Write out again only the lines running from the one that contains "Please tag the cheek" to the end of the records below, including both the first and the last.

■ Supplied entries:
-- Start --

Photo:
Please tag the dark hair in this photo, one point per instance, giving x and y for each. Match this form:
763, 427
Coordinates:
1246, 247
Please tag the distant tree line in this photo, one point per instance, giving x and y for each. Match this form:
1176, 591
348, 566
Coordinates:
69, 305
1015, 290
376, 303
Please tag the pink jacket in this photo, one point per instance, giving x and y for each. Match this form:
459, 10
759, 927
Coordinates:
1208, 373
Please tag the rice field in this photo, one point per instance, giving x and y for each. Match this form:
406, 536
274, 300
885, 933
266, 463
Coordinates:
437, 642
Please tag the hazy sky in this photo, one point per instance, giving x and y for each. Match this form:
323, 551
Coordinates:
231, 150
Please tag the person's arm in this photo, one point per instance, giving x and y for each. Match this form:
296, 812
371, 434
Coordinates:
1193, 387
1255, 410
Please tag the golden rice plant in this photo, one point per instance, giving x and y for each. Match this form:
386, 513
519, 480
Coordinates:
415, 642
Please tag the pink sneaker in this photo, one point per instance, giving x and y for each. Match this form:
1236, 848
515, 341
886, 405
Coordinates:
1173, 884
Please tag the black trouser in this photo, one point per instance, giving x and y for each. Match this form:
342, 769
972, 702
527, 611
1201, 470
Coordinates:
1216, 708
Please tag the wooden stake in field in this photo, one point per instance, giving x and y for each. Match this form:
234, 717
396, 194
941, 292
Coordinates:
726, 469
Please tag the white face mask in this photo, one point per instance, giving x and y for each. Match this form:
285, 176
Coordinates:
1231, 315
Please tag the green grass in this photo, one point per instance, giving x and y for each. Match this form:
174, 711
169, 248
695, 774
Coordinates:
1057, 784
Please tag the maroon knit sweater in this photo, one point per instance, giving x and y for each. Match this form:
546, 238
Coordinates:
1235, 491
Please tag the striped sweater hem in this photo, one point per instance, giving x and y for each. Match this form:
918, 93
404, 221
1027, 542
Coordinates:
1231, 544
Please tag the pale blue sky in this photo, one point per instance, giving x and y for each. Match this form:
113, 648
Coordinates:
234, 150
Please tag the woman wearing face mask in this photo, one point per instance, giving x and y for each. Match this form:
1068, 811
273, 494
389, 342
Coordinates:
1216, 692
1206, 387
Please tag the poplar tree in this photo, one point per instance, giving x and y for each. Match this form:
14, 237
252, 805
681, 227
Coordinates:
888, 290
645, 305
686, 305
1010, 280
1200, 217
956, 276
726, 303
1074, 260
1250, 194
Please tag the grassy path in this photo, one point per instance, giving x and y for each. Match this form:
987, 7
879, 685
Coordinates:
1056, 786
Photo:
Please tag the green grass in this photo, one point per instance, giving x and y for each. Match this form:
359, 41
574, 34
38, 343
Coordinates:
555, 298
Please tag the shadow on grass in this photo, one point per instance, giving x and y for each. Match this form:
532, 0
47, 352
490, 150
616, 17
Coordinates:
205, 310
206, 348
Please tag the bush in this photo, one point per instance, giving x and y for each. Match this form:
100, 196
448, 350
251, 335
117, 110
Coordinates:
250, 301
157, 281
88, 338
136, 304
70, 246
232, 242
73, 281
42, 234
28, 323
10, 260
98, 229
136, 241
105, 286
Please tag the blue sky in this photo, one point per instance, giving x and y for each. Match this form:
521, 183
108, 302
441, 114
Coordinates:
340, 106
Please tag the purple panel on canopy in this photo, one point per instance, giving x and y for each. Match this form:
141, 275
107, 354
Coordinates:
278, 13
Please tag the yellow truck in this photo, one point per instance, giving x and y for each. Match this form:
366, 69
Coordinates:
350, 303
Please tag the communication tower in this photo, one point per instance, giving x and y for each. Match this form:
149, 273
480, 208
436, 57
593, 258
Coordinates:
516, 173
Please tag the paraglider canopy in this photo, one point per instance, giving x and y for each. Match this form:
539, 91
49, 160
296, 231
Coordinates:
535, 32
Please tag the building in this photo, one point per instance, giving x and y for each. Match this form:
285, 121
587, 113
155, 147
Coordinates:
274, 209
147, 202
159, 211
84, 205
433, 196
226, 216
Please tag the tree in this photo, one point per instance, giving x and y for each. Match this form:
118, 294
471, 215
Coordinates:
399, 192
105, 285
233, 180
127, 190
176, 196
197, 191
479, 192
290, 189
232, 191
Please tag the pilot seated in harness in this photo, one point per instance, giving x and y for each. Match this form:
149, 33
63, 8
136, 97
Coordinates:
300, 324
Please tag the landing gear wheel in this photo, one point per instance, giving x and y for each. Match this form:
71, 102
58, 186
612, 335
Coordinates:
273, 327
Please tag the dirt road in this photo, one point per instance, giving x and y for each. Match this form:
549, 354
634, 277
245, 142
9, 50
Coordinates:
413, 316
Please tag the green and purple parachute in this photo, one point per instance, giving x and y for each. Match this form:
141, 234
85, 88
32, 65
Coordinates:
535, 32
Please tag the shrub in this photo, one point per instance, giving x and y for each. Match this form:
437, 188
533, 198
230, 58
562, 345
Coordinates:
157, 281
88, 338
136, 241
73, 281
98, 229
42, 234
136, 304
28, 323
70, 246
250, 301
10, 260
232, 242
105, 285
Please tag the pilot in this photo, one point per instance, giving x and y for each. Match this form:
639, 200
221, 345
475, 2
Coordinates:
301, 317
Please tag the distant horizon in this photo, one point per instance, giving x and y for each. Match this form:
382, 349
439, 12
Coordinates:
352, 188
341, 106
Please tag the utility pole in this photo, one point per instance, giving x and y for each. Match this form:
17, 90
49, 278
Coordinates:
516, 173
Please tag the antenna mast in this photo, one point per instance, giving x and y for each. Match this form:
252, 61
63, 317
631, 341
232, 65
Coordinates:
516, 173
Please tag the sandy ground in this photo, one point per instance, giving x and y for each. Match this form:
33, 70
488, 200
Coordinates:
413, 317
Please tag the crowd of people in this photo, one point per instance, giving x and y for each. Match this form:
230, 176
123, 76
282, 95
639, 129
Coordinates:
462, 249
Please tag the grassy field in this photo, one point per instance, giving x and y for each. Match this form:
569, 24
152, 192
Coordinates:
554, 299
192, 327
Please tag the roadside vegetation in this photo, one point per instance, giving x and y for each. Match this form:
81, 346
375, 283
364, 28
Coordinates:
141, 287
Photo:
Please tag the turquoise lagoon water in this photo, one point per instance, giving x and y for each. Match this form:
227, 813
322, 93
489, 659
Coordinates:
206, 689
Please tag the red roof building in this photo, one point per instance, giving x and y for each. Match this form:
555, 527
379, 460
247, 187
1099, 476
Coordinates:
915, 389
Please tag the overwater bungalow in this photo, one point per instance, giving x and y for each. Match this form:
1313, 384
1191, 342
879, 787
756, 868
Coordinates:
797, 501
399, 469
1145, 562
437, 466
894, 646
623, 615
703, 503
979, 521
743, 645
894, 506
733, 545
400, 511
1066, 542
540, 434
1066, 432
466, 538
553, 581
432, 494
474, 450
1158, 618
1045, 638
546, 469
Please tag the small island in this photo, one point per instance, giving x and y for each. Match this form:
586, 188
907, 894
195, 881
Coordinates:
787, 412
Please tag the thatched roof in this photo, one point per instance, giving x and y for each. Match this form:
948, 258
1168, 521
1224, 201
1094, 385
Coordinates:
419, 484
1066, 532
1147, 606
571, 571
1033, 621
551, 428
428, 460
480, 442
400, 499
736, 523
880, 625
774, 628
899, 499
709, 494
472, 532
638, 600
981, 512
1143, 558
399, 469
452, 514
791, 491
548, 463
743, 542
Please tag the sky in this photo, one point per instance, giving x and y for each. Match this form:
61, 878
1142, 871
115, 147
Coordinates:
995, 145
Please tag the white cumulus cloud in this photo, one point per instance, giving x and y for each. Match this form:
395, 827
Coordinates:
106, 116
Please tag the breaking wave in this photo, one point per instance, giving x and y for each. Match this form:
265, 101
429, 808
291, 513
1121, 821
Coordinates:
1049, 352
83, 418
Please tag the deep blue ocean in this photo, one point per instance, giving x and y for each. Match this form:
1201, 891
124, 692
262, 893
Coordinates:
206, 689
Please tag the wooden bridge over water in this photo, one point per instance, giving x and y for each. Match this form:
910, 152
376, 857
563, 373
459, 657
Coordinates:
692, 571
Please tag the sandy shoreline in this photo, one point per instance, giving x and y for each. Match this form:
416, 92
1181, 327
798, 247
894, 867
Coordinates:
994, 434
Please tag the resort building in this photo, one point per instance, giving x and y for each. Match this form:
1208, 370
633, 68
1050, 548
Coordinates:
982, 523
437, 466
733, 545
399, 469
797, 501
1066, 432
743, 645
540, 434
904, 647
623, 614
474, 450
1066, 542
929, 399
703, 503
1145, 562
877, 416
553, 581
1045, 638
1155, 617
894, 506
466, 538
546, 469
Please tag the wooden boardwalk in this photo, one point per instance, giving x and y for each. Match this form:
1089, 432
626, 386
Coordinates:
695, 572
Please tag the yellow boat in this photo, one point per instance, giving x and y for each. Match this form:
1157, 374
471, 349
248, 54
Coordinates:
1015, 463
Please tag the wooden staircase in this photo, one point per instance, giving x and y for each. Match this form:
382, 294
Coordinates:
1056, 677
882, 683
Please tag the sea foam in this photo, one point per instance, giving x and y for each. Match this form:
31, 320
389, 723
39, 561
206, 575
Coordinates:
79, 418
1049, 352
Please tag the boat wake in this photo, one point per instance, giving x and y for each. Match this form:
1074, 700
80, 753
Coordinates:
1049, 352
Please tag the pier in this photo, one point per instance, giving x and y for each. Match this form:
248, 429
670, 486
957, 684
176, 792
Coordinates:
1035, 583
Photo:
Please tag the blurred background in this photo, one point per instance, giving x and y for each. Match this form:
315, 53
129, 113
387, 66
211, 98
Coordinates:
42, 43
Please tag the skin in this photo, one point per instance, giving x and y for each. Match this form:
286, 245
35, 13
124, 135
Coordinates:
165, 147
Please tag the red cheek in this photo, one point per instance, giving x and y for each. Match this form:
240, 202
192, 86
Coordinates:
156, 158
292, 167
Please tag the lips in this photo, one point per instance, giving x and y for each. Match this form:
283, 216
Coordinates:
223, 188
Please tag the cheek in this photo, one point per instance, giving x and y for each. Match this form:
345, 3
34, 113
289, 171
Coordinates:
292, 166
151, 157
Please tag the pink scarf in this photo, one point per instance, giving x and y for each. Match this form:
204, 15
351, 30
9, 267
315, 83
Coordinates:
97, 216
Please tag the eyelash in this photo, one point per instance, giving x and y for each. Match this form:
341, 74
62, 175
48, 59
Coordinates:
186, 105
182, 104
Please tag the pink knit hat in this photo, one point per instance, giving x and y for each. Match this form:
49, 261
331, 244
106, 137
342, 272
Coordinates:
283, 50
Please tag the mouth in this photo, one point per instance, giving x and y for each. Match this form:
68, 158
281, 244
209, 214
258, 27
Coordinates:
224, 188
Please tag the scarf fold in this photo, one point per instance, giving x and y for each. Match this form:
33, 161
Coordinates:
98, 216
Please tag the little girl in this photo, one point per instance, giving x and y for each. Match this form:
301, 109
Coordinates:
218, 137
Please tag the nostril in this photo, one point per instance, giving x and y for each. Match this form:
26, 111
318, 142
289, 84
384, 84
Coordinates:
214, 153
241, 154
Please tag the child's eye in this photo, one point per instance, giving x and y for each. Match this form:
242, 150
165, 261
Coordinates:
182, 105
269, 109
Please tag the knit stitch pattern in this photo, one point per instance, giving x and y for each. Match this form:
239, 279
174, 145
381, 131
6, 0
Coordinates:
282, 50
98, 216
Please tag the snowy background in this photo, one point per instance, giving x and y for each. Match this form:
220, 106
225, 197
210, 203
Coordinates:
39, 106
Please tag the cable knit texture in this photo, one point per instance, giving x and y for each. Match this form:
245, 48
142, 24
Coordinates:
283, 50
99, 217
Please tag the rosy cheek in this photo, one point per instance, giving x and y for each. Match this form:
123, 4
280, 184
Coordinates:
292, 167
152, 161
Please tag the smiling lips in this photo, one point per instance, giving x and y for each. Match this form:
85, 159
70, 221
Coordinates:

-- End --

■ Answer for the task:
Please tag the cheek in this photo, one point per instance, giving x and y for each. Match this form:
345, 3
34, 113
289, 171
Coordinates:
292, 166
151, 157
Please tag the pink scarf in this photo, one point per instance, giving x and y for each. Match this form:
204, 15
351, 30
9, 267
315, 83
Coordinates:
97, 216
Please tag the eyelash in this photo, one point per instance, giving x and y for each. Match this form:
341, 74
62, 175
48, 59
Coordinates:
186, 105
182, 104
Please tag the pink knit hat in this photo, one point per instance, giving x and y for each. Match this form:
49, 261
331, 244
106, 137
342, 272
Coordinates:
283, 50
Please tag the mouth in this photo, one point per instance, giving x and y for each. Match this form:
68, 158
281, 244
209, 214
258, 27
Coordinates:
224, 188
Please tag the scarf fold in this photo, one point per instance, giving x and y for each. Match this form:
33, 161
Coordinates:
98, 216
Please tag the little girl in this photo, one point per instance, giving x and y for each. Match this form:
301, 109
Coordinates:
218, 137
Please tag the nostril in this photo, one point per instance, giving x and y for each. Match this form:
26, 111
318, 142
289, 84
384, 84
Coordinates:
214, 153
241, 154
Please tag the child's eye in this photo, one point per instance, giving x and y for each. Match this form:
242, 150
165, 261
Coordinates:
182, 105
269, 109
Please tag the knit stitch pattern in this photo, one point per instance, giving x and y for each. Match this form:
239, 279
174, 145
381, 131
6, 0
Coordinates:
282, 50
98, 216
Please tag the snowy background in this photo, one point per instance, giving x and y for each. Match this form:
220, 106
225, 197
210, 203
Coordinates:
39, 106
Please tag the cable knit texture in this photo, one point per instance, giving x and y for each. Match this form:
245, 48
142, 24
Coordinates:
283, 50
99, 217
Please tag the rosy cheek in this photo, one point per instance, giving x and y for each. Match this form:
123, 4
280, 184
Coordinates:
292, 167
152, 161
Please tag the smiling lips in this photo, one point per instance, giving x and y for each. Match this form:
85, 159
70, 221
Coordinates:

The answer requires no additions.